*** Texte affiché

25/03/2017
Shibumi de Trevanian
Nicholaï Hel est de ces héros hors-normes, filants, insaisissables. D'ailleurs, d'où vient-il ? On le sait d'origine russe par sa mère dont il tient l'éternelle jeunesse. On connaît son enfance en Chine où il apprend autant de ses professeurs que de la rue puis son adolescence au Japon où il poursuit l'apprentissage du shibumi, accomplissement personnel suprême, chez un maître de go. Grâce à ce parcours, Nicholaï Hel est multilingue, caméléon, et possède la robustesse du roseau et l'agilité du chat : en tout danger, il plie, contourne, endort, esquive, touche mais ne brise jamais.
Comme tu le sais, shibumi implique l'idée du raffinement le plus subtil sous les apparences les plus banales. C'est une définition d'une telle exactitude qu'elle n'a pas besoin d'être affirmative, si touchante qu'elle n'a pas à être séduisante, si véritable qu'elle n'a pas à être réelle. Shibumi est compréhension plus que connaissance. Silence éloquent. Dans le comportement, c'est la modestie sans pruderie. Dans le domaine de l'art, où l'esprit de shibumi prend la forme de sabi, c'est la simplicité harmonieuse, la concision intelligente. En philosophie, où shibumi devient wabi, c'est le contentement spirituel non passif ; c'est exister sans l'angoisse de devenir. Et dans la personnalité de l'homme, c'est... comment dire ? L'autorité sans la domination ? Quelque chose comme ça. p. 97
Cette incroyable nature lui permet de jouir aujourd'hui d'une retraite paisible dans un antique château du pays basque avec sa concubine. Il ne s'adonne plus qu'à la spéléologie et au perfectionnement perpétuel de son jardin japonais. Jusqu'ici, Hel exerçait le métier le plus sombre : assassin. Mais entendons-nous bien : de ces assassins sans arme impressionnante, qui opèrent dans la subtilité et le silence, dans le calcul et la détermination. D'une certaine façon, les contrats de Hel ont toujours porté en eux un dessein plus vaste que le destin tragique de ses victimes. Il n'y a pas de camp véritable dans l'esprit de Hel, si ce n'est peut-être celui que son raisonnement dessine.
Hel est en retraite, donc, mais assassin est de ces professions dont on ne démissionne jamais vraiment. Une jeune femme débarque un jour en son château, seule, sale et désemparée pour réclamer son aide sur la foi d'une amitié entre son oncle et l'assassin. Une obscure histoire d'attentats et de conflit israélo-palestinien, dans laquelle les USA ne sont pas sans tirer quelques ficelles, se trame sous sa détresse. Il semblerait que notre héros n'est d'autre choix que de remettre le couvert une ultime fois.

******
*** Extraits de données

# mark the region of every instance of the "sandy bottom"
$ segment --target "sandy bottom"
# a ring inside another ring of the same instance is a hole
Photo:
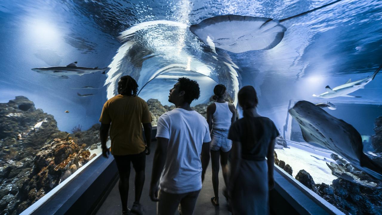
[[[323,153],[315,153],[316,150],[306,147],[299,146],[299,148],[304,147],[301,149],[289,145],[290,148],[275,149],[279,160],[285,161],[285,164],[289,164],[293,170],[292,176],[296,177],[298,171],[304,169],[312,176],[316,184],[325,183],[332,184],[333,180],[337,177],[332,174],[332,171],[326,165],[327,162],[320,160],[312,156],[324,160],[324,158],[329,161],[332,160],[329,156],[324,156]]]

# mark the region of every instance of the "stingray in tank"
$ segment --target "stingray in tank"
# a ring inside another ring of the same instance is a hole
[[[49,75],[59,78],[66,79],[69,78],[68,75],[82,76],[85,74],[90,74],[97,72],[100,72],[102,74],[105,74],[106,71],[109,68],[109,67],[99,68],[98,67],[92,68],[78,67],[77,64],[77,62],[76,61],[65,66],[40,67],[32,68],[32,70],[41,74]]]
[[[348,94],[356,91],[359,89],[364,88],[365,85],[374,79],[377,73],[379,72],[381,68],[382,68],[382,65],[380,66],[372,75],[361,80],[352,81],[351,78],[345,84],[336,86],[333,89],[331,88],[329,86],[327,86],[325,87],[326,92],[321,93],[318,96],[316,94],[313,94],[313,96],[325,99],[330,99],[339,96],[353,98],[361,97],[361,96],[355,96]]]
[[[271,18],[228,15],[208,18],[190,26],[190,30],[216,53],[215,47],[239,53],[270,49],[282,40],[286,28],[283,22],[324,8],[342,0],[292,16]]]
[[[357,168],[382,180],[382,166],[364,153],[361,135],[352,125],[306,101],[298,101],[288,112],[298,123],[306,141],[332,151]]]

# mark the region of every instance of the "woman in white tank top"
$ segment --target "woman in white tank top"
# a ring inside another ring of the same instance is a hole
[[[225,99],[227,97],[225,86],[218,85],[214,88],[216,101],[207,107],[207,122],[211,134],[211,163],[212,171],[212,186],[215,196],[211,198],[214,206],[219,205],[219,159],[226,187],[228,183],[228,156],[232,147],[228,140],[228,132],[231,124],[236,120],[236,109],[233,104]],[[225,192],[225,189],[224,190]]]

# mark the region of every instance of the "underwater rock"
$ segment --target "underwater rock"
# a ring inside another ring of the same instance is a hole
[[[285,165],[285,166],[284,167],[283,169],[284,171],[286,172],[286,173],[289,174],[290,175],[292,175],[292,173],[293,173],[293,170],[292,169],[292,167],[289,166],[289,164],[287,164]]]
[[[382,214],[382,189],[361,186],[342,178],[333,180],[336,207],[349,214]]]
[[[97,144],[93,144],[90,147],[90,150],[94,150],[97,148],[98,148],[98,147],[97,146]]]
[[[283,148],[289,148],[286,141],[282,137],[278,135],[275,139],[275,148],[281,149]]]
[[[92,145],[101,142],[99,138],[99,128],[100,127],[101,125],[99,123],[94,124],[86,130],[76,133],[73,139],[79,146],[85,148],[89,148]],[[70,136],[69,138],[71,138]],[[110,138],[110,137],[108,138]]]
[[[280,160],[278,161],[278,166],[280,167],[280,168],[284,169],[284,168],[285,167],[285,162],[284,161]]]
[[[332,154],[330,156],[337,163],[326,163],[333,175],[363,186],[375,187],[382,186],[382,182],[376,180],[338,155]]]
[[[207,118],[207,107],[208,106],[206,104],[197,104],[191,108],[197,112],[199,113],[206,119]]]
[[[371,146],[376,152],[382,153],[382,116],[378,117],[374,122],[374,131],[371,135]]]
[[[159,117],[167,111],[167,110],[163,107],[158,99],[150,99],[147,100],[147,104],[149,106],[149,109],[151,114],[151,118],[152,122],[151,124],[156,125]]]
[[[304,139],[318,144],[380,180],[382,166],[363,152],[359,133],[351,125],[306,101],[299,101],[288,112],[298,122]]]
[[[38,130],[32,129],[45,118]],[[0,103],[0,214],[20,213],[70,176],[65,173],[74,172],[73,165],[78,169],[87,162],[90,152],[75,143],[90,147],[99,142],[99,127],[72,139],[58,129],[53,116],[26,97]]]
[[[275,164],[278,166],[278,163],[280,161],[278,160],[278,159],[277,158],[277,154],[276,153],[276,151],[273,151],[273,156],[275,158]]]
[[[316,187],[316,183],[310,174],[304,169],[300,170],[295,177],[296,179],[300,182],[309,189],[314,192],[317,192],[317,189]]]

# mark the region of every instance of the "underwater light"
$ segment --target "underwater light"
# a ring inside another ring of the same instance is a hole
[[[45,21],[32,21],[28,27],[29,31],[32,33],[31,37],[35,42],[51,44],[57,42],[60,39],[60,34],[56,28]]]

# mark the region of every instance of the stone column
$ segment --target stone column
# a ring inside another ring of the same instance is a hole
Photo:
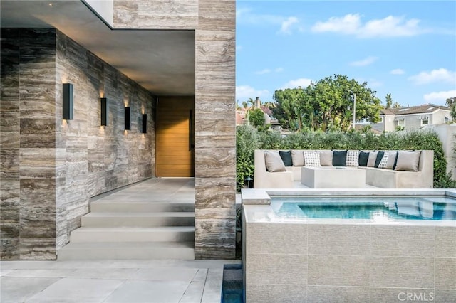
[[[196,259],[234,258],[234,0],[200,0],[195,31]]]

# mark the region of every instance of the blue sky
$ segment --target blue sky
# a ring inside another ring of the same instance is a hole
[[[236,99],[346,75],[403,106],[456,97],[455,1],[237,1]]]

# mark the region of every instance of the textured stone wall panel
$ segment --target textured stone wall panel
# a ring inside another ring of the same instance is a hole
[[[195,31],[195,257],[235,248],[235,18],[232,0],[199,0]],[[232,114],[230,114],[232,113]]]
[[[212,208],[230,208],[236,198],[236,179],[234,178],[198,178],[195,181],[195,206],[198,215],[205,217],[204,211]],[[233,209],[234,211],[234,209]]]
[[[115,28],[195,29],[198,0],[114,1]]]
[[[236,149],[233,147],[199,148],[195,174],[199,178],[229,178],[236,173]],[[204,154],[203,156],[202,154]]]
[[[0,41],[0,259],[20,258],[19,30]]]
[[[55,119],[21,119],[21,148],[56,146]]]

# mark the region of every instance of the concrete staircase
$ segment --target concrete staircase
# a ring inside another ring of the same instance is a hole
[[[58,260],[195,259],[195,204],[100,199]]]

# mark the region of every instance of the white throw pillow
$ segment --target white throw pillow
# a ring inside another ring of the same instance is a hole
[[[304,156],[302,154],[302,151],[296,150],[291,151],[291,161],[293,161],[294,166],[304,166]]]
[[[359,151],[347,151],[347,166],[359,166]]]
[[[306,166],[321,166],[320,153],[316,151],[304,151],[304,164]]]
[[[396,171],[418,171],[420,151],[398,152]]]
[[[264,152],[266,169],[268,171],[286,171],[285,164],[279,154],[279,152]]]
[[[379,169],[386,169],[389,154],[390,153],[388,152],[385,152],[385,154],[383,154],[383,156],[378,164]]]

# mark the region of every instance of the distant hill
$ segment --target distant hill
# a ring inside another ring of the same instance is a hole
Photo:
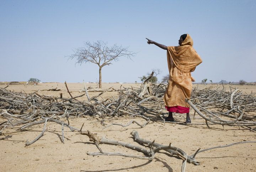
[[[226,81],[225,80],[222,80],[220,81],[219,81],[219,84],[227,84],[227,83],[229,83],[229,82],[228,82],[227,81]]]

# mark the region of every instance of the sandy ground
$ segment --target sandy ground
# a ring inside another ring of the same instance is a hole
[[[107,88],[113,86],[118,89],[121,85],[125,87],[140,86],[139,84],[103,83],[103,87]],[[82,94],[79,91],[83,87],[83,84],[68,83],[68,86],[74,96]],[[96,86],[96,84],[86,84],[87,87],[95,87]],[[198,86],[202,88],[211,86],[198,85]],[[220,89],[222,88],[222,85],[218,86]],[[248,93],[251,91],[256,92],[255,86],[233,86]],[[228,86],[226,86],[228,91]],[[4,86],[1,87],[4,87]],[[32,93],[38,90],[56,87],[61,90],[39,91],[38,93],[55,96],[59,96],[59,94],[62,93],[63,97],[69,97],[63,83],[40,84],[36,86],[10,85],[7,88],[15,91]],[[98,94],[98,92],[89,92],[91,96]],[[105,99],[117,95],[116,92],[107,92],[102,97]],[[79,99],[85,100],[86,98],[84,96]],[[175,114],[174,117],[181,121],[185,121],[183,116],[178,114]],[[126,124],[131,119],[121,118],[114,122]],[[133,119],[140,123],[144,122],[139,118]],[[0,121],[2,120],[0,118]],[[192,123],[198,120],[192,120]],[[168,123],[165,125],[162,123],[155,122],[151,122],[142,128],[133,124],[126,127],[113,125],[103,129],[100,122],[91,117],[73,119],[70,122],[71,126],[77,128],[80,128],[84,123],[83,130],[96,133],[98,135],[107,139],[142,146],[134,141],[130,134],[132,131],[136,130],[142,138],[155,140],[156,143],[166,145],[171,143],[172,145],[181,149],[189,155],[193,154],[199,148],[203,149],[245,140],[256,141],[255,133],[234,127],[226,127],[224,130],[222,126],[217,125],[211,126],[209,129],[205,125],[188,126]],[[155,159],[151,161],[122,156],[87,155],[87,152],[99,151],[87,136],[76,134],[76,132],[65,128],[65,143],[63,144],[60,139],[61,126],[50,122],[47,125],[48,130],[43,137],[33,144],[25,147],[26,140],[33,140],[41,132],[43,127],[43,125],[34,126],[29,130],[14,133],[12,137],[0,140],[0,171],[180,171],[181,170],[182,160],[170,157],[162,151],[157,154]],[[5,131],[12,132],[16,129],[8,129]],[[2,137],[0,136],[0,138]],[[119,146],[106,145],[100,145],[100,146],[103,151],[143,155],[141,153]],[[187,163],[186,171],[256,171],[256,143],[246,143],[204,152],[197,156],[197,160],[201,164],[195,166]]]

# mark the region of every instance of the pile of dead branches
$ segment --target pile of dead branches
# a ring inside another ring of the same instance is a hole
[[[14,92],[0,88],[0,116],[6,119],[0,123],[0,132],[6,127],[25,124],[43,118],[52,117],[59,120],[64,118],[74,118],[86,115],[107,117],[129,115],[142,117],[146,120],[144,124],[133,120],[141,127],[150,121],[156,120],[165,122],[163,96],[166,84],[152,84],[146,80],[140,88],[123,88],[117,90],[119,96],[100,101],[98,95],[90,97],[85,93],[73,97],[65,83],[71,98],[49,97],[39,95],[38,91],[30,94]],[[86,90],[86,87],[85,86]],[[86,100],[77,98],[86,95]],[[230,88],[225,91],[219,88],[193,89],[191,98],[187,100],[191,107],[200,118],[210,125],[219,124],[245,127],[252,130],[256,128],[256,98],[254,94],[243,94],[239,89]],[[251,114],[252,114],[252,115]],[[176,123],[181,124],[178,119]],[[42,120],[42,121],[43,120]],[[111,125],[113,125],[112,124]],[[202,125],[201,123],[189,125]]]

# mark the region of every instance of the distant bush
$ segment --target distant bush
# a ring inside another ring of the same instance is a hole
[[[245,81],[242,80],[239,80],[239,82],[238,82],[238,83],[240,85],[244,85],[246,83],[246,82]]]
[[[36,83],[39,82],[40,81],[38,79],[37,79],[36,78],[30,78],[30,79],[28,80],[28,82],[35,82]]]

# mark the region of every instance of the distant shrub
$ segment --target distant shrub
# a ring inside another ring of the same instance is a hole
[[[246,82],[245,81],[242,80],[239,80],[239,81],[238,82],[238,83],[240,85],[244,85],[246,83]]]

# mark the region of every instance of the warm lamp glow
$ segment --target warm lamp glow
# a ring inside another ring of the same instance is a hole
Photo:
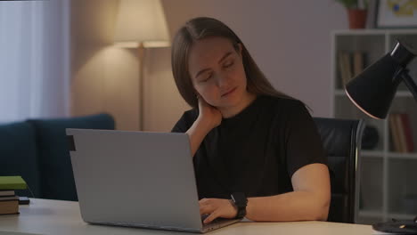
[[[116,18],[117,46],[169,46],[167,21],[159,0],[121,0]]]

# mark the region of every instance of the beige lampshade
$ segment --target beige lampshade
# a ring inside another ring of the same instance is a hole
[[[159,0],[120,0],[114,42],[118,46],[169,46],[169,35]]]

******

▶ [Votre tâche]
Recopiez mot pour mot le passage de la critique de Shibumi qui s'ouvre sur les mots contenant « Hel est en retraite, donc, mais » et se clôt sur « une ultime fois. ».

▶ [Résultat de l'exercice]
Hel est en retraite, donc, mais assassin est de ces professions dont on ne démissionne jamais vraiment. Une jeune femme débarque un jour en son château, seule, sale et désemparée pour réclamer son aide sur la foi d'une amitié entre son oncle et l'assassin. Une obscure histoire d'attentats et de conflit israélo-palestinien, dans laquelle les USA ne sont pas sans tirer quelques ficelles, se trame sous sa détresse. Il semblerait que notre héros n'est d'autre choix que de remettre le couvert une ultime fois.